■ Kutipan Dokumen:
Infomalangraya.com –
KETIKA asyik mengeser-geser layar handphone seusai salat Subuh kemarin, mata saya yang mulai digelayuti kantuk sedikit terusik dengan berita ditutupnya secara resmi Wisma Atlet, Kemayoran, sebagai Rumah Sakit Darurat Covid-19 pada Jumat (31/3). Penutupan itu dilakukan karena badai covid yang mulai redup. Alhamdulillah. Bagi saya, ini berita menarik. Apalagi sehari sebelumnya, Badan Kesehatan Dunia (WHO) mengubah rekomendasi kebijakan agar remaja yang fisiknya sehat tidak perlu lagi diberi vaksin covid-19. Itu artinya dunia semakin berangsur membaik. Namun, jika mengacu pada kredo bad news is a good news yang masih diimani sebagian besar para jurnalis selama ini, berita semacam itu mungkin dianggap kurang ‘seksi.’ Tidak mengundang click bait.
Makanya, berita semacam itu tidak menjadi headline atau menempati halaman utama. Kondisinya berbeda jika dibandingkan dengan sekitar dua tahun yang lalu ketika pasien covid bertumbangan memenuhi bangsal dan lorong di Wisma Atlet dan sejumlah rumah sakit yang diselingi jerit tangis sanak saudaranya. Para pemburu berita dan fotografer tentunya akan berada di garda terdepan demi mengabarkan kepada netizen yang ‘mahajulid dan (sok) bijaksana’ tanpa peduli perasaan keluarga pasien. Bahkan, mereka pun mungkin rela memburunya hingga ke liang kubur alias permakaman untuk sekadar mendapat gambar dan cerita yang paling epik. Kalau perlu pakai drone. Astagfirullah. Luar biasa.

■ Latihan A:
Jawab pertanyaan berikut berdasarkan kutipan dokumen, satu jawaban per baris dengan tanda yang sama:
(i) Pada hari dan tanggal apa Wisma Atlet resmi ditutup sebagai Rumah Sakit Darurat Covid-19?
(ii) Rekomendasi apa yang diubah WHO sehari sebelum penutupan itu?
(iii) Alat apa yang menurut kutipan dokumen akan dipakai pemburu berita "kalau perlu"?
■ Latihan B: Tolong tuliskan ulang bagian kutipan dokumen di antara "Infomalangraya.com –" dan "mengundang click bait.", termasuk kedua batas itu, tanpa perubahan.

■ Cuplikan Data:
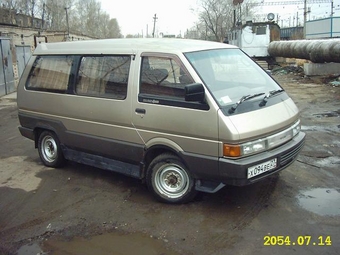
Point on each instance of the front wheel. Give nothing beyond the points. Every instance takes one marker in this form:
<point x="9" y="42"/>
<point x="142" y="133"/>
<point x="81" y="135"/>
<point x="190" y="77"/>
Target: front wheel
<point x="169" y="180"/>
<point x="49" y="150"/>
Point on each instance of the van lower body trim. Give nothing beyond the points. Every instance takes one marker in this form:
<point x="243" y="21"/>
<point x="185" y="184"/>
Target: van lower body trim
<point x="102" y="162"/>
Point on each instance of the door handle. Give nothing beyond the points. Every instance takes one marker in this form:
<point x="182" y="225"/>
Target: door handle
<point x="140" y="111"/>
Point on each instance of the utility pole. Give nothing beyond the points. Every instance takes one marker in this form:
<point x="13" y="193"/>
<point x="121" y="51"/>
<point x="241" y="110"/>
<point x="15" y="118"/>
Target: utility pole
<point x="304" y="17"/>
<point x="154" y="25"/>
<point x="68" y="27"/>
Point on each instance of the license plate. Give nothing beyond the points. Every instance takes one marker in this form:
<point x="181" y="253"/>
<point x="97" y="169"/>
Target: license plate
<point x="261" y="168"/>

■ Jawaban Tugas A:
(i) Jumat (31/3).
(ii) Remaja yang fisiknya sehat tidak perlu lagi diberi vaksin covid-19.
(iii) Drone.

■ Jawaban Tugas B:
Infomalangraya.com –
KETIKA asyik mengeser-geser layar handphone seusai salat Subuh kemarin, mata saya yang mulai digelayuti kantuk sedikit terusik dengan berita ditutupnya secara resmi Wisma Atlet, Kemayoran, sebagai Rumah Sakit Darurat Covid-19 pada Jumat (31/3). Penutupan itu dilakukan karena badai covid yang mulai redup. Alhamdulillah. Bagi saya, ini berita menarik. Apalagi sehari sebelumnya, Badan Kesehatan Dunia (WHO) mengubah rekomendasi kebijakan agar remaja yang fisiknya sehat tidak perlu lagi diberi vaksin covid-19. Itu artinya dunia semakin berangsur membaik. Namun, jika mengacu pada kredo bad news is a good news yang masih diimani sebagian besar para jurnalis selama ini, berita semacam itu mungkin dianggap kurang ‘seksi.’ Tidak mengundang click bait.